> **Page text**
• • •

Part IV - 1D Convolution in CUDA (Naive)

Before going into the code and compute profiles for a 1D convolution kernel, lets take a step back to quickly go over what a 1D convolution is. Note: if you have the time, watch ThreeBlueOneBrown's video on convolutions, it's much better than what I have here! Convolution involves taking an input vector (or matrix in the 2D case), a kernel, and sliding the kernel over the input vector while taking a vector dot product between the two at each step. Depending on the kernel values this can result in many useful outputs, such as the average value in the window at each step (if each element in the kernel is 1/kernel_length), or a Gaussian blur (if the kernel is normally distributed).

See here, for the original animation and pairing explanation.

Of course in our case the kernel values are learned and represent values that achieve the lowest loss on the training set. Important parameters for a 1D convolution are

input_length - length of each input vector.
padding - how many zeroes are appended to the beginning and end of the input. modulating this controls the length of the output.
kernel_size - length of the kernel being slid across the input.
input_channels - the number of rows in the input tensor.
output_channels - the number of rows in the output tensor.

Typically the weight tensor for each 1D Conv layer has format (output_channels, input_channels, kernel_size) and bias is a vector of the same length as the number of output_channels. You can visualize each output_channel being calculated as the result of a kernel of size (input_channels, kernel_size) sliding over the input of size (input_channels, input_length).

Our first pass at a GPU kernel will involve mapping blocks/threads as follows.

Each block will be responsible for calculating one row in the output. This allows all reductions arising from the weight tensor sliding over the input tensor to happen local to each SM. Splitting a single output over multiple blocks would also entail loading the same weight matrix from global memory multiple times, which is undesirable.
Each thread will be responsible for performing a convolution for one row in the input. The dot-products associated with sliding each input_channel’s kernel over it results in a lot of memory reuse that can happen inside fast thread registers.

With this partitioning of work in mind, lets dive into the CUDA code. We start by templating a handful of variables so we can flexibly dispatch a function call to the right kernel at run-time. CUDA support for dynamic memory allocation is a bit tricky, so I have typically used template arguments for this. The function definition is pretty straight forward, taking in pointers to relevant inputs and an integer for the number of input channels. We don’t need to make input_channels a templated parameter because it doesn’t get used for memory allocation. We define two constant integers that we will refer to throughout the program: padded_input_length and weight_offset. Padded input length is the sum of input_length and double the padding (since we pad the front and back of the input vector). Weight offset is an integer that calculates the offset within the weight tensor for this block. Since each output_channel has its own chunk of memory that is input_channels * KernelSize in length, we offset by this distance times the output_channel that this block is responsible for (blockIdx.x).

• • •

> **Point labeling examples**
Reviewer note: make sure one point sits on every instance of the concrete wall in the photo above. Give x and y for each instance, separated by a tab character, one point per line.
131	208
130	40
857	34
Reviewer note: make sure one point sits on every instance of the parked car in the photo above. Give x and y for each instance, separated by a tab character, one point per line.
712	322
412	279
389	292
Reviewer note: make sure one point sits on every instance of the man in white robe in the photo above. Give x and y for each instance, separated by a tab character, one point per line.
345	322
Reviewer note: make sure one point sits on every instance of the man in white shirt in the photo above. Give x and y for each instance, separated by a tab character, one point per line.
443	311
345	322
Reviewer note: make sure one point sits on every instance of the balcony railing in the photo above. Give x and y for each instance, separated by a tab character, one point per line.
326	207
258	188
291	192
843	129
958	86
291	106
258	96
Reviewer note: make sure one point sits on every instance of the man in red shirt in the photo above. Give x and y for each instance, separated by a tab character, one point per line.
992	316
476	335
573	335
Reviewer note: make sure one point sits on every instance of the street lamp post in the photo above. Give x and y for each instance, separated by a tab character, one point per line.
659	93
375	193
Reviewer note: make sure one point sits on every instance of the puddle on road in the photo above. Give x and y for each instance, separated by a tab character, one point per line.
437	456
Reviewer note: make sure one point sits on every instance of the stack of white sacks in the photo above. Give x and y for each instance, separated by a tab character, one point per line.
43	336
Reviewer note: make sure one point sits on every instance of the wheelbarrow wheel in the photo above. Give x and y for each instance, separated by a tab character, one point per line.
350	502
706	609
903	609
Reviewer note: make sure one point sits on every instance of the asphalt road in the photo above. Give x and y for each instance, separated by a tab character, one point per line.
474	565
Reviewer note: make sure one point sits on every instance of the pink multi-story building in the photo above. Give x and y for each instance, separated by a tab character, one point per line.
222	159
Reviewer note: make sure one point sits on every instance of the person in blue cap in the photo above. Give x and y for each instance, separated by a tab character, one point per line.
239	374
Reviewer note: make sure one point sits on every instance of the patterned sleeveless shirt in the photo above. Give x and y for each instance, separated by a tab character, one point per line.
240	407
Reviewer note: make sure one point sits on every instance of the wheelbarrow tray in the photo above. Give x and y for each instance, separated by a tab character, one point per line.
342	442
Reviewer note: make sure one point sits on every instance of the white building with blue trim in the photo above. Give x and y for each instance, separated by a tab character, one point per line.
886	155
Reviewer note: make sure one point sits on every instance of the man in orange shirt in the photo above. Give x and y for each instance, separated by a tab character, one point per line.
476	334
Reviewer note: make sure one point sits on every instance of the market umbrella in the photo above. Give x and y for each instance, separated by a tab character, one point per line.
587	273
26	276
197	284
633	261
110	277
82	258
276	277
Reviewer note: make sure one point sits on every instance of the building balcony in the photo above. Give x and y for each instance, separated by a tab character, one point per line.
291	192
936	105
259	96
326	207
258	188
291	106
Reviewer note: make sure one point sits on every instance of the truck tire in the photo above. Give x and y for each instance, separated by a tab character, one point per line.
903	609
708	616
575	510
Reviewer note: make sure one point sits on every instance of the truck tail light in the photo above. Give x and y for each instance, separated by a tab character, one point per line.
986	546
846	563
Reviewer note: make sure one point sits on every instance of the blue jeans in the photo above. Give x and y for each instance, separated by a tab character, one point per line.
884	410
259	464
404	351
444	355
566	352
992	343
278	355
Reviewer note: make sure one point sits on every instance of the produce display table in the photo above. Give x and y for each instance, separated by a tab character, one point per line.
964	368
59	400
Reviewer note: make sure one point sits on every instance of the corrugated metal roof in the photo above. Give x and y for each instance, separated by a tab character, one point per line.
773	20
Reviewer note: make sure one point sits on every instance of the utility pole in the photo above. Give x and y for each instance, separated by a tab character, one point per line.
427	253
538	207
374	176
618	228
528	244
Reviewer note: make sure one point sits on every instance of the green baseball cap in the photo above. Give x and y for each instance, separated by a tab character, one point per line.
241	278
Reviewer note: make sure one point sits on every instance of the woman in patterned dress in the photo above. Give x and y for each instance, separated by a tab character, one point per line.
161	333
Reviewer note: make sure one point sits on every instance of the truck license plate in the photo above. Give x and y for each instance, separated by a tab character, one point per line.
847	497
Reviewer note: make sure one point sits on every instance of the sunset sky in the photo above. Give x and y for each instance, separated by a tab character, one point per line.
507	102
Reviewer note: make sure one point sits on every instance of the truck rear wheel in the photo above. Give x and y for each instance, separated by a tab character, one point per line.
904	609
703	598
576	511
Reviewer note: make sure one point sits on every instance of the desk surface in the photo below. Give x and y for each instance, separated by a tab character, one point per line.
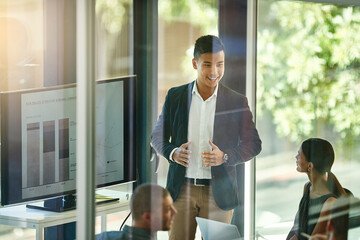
21	216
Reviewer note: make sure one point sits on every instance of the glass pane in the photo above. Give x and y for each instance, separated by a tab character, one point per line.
307	86
114	38
180	24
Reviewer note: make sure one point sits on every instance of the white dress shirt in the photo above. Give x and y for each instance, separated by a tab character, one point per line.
200	131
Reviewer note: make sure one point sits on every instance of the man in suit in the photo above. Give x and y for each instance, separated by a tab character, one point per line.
152	209
338	223
205	130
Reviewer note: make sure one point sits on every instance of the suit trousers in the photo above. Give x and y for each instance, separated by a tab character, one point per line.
195	201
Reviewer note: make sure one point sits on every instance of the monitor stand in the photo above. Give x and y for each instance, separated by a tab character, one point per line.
68	202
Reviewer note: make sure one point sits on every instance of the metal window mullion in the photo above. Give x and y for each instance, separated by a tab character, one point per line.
85	155
250	183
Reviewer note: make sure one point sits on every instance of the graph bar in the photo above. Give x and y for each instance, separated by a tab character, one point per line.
64	168
33	154
48	152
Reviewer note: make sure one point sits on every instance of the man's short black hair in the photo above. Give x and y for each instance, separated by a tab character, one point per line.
207	44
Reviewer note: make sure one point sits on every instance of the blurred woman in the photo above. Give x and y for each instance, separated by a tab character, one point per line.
315	158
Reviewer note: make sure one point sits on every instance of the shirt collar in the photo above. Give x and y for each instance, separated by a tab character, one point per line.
196	91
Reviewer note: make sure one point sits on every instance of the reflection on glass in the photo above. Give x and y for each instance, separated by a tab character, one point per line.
307	83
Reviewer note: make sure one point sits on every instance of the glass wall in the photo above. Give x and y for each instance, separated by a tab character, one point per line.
180	24
307	86
38	49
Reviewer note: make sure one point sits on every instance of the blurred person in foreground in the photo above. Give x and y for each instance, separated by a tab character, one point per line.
206	132
152	210
315	158
338	223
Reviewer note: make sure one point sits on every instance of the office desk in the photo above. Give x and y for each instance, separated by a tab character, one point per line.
20	216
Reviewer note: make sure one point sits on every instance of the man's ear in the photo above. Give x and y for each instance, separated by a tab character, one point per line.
146	217
311	165
194	63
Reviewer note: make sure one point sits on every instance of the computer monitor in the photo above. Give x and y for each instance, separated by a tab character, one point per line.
38	139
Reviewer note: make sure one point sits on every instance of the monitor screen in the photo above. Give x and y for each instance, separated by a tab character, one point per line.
38	140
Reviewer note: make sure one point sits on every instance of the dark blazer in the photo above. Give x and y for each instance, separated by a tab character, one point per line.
234	133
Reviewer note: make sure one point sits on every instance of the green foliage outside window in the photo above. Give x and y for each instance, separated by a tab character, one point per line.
308	70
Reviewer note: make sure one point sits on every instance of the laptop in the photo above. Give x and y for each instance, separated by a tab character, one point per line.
214	230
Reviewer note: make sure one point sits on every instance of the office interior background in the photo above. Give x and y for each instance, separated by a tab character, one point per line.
301	76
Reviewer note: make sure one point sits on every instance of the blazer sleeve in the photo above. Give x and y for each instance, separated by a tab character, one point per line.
160	136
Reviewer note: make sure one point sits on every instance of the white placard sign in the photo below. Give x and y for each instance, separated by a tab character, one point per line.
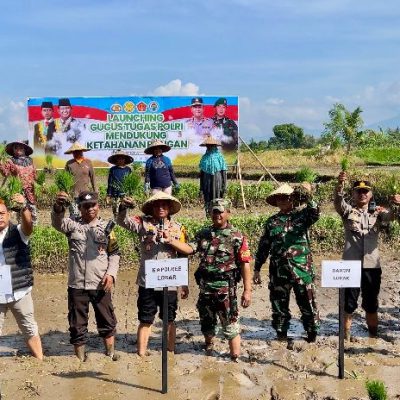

• • •

> **Task**
Return the passage from the 1D convolution text above, between "input_length - length" and "the input tensor.", inclusive, word for word.

> **Output of the exercise**
input_length - length of each input vector.
padding - how many zeroes are appended to the beginning and end of the input. modulating this controls the length of the output.
kernel_size - length of the kernel being slid across the input.
input_channels - the number of rows in the input tensor.